Sandy Layman is an American politician who served as a member of the Minnesota House of Representatives from 2017 to 2021. A member of the Republican Party of Minnesota, she represeneds District 5B in northern Minnesota.

Early life, education, and career 
Layman graduated from Brooklyn Center High School. She earned a Bachelor of Arts degree in organizational management and communications from Concordia University and a Master of Business Administration in executive management University of St. Thomas.

Career 
Layman was the president of the Grand Rapids Area Chamber of Commerce from 1987 to 1997, president of the Itasca Development Corporation from 1997 to 2003, commissioner of the Iron Range Resources Board for Governor Tim Pawlenty from 2003 to 2011, and an adjunct professor at the College of St. Scholastica from 2011 to 2016. She is on the boards of the Entrepreneur Fund, Itasca Community Television, and the editorial committee of the Rural Minnesota Journal. She is a consultant at her firm, Layman Consulting.

_ _ _ _ _ _ _

■ **Written problem 1**
Rewrite every row of the recorded data, replacing "pixel coordinates" with "image pixel coordinates" and leaving everything else unchanged.
The passage on Sandy Layman has no connection to the rows of recorded data.

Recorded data
_ _ _ _ _ _ _

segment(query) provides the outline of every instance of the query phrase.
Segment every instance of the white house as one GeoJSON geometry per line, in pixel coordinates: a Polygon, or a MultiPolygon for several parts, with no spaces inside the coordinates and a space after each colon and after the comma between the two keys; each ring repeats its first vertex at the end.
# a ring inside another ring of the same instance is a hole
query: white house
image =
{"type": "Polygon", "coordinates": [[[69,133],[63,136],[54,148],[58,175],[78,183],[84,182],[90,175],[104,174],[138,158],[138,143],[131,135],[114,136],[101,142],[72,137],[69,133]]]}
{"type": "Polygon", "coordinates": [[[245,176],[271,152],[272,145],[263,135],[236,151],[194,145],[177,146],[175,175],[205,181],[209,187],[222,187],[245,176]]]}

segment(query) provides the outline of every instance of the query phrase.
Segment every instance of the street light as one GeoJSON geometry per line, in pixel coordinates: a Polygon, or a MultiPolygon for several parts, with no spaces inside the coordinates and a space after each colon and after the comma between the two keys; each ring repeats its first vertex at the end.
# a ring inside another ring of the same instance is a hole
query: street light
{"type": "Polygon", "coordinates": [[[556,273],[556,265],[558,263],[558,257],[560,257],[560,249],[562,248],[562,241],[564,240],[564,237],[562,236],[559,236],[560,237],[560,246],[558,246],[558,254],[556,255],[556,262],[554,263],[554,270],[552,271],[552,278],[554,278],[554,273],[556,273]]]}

_ _ _ _ _ _ _

■ **Written problem 2**
According to the passage on Sandy Layman, which organization did she serve as president from 1987 to 1997?

■ **Expected output 1**
segment(query) provides the outline of every instance of the query phrase.
Segment every instance of the white house as one GeoJSON geometry per line, in image pixel coordinates: a Polygon, or a MultiPolygon for several parts, with no spaces inside the coordinates and a space after each colon and after the comma between the two keys; each ring repeats its first vertex at the end.
# a ring inside another ring of the same instance is a hole
query: white house
image =
{"type": "Polygon", "coordinates": [[[69,133],[63,136],[54,148],[58,175],[78,183],[84,182],[90,175],[104,174],[138,158],[138,143],[131,135],[114,136],[101,142],[72,137],[69,133]]]}
{"type": "Polygon", "coordinates": [[[245,176],[271,152],[272,145],[263,135],[236,151],[194,145],[177,146],[175,175],[205,181],[209,187],[222,187],[245,176]]]}

segment(query) provides the outline of every instance of the query phrase.
Segment every instance of the street light as one GeoJSON geometry per line, in image pixel coordinates: a Polygon, or a MultiPolygon for several parts, with no spaces inside the coordinates and a space after each colon and after the comma between the two keys; each ring repeats its first vertex at the end.
# a ring inside another ring of the same instance is a hole
query: street light
{"type": "Polygon", "coordinates": [[[556,273],[556,265],[558,263],[558,257],[560,257],[560,249],[562,248],[562,241],[564,240],[564,237],[562,236],[559,236],[560,237],[560,246],[558,246],[558,254],[556,255],[556,262],[554,263],[554,270],[552,271],[552,278],[554,278],[554,273],[556,273]]]}

■ **Expected output 2**
The Grand Rapids Area Chamber of Commerce.